BRIN, LA SOTTILE LINEA ROSA DEL GIORNALISMO

«Io sono una storica del costume, non una cronista. I miei libri devono incuriosire, certo: ma resistere». Irene Brin l’aveva capito prima degli altri. E forse bisognerà riscriverla, la storia del giornalismo di costume, un genere tradizionalmente considerato frivolo forse perché femminile, in realtà capace di indagare lo Zeitgeist contemporaneo molto più di tanto giornalismo sapientone. È il caso di questo bellissimo saggio “storico” che esce a sorpresa dagli archivi della Galleria d’arte contemporanea. Il diario di un anno considerato dalla Brin come periodo di svolta della vicenda italiana: il 1952, data della rinascita internazionale di un paese affamato, ferito dalla guerra e immiserito dall’autarchia culturale del passato ventennio. Quando sul finire del 1967 l’editore Immordino le chiede di scegliere il “suo” anno per la collana diretta da Milena Milani ( Un anno di...) — la stessa in cui era uscito Le Pervestite di Camilla Cederna — la scrittrice indica la «festa intelligente e stracciona » che aveva visto l’Italia “esplodere” fuori dai suoi confini.

Cosa fare
Trascrivi per intero il testo su Irene Brin, parola per parola e con la stessa punteggiatura.

Dati raccolti
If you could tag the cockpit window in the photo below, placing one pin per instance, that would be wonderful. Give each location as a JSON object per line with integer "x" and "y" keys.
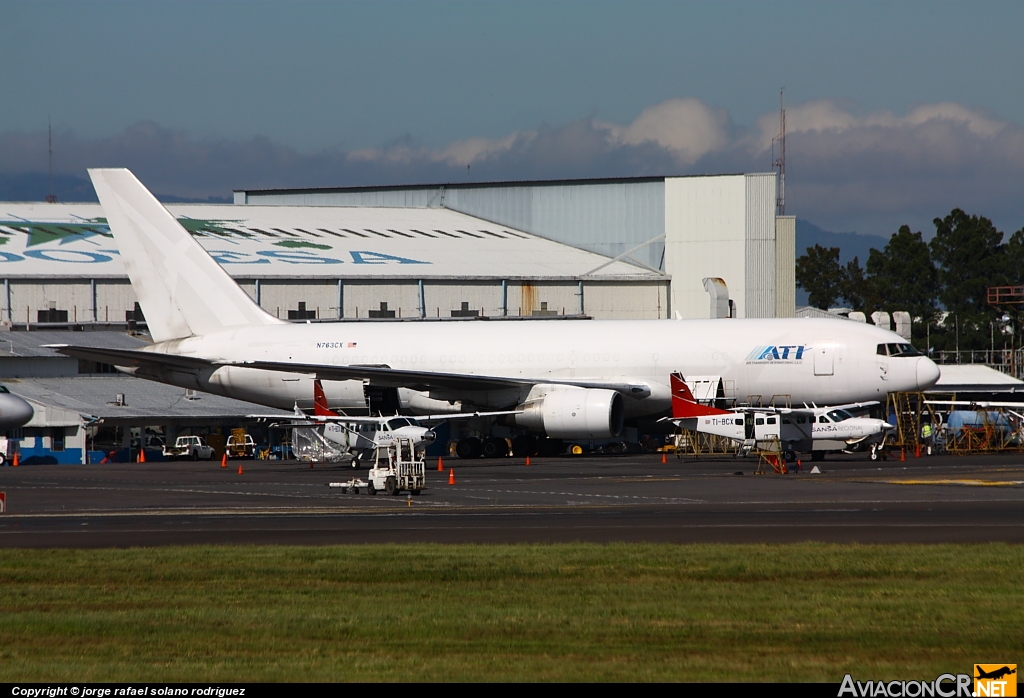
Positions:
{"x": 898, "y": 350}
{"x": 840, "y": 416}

Risultato dell'esercizio
BRIN, LA SOTTILE LINEA ROSA DEL GIORNALISMO

«Io sono una storica del costume, non una cronista. I miei libri devono incuriosire, certo: ma resistere». Irene Brin l’aveva capito prima degli altri. E forse bisognerà riscriverla, la storia del giornalismo di costume, un genere tradizionalmente considerato frivolo forse perché femminile, in realtà capace di indagare lo Zeitgeist contemporaneo molto più di tanto giornalismo sapientone. È il caso di questo bellissimo saggio “storico” che esce a sorpresa dagli archivi della Galleria d’arte contemporanea. Il diario di un anno considerato dalla Brin come periodo di svolta della vicenda italiana: il 1952, data della rinascita internazionale di un paese affamato, ferito dalla guerra e immiserito dall’autarchia culturale del passato ventennio. Quando sul finire del 1967 l’editore Immordino le chiede di scegliere il “suo” anno per la collana diretta da Milena Milani ( Un anno di...) — la stessa in cui era uscito Le Pervestite di Camilla Cederna — la scrittrice indica la «festa intelligente e stracciona » che aveva visto l’Italia “esplodere” fuori dai suoi confini.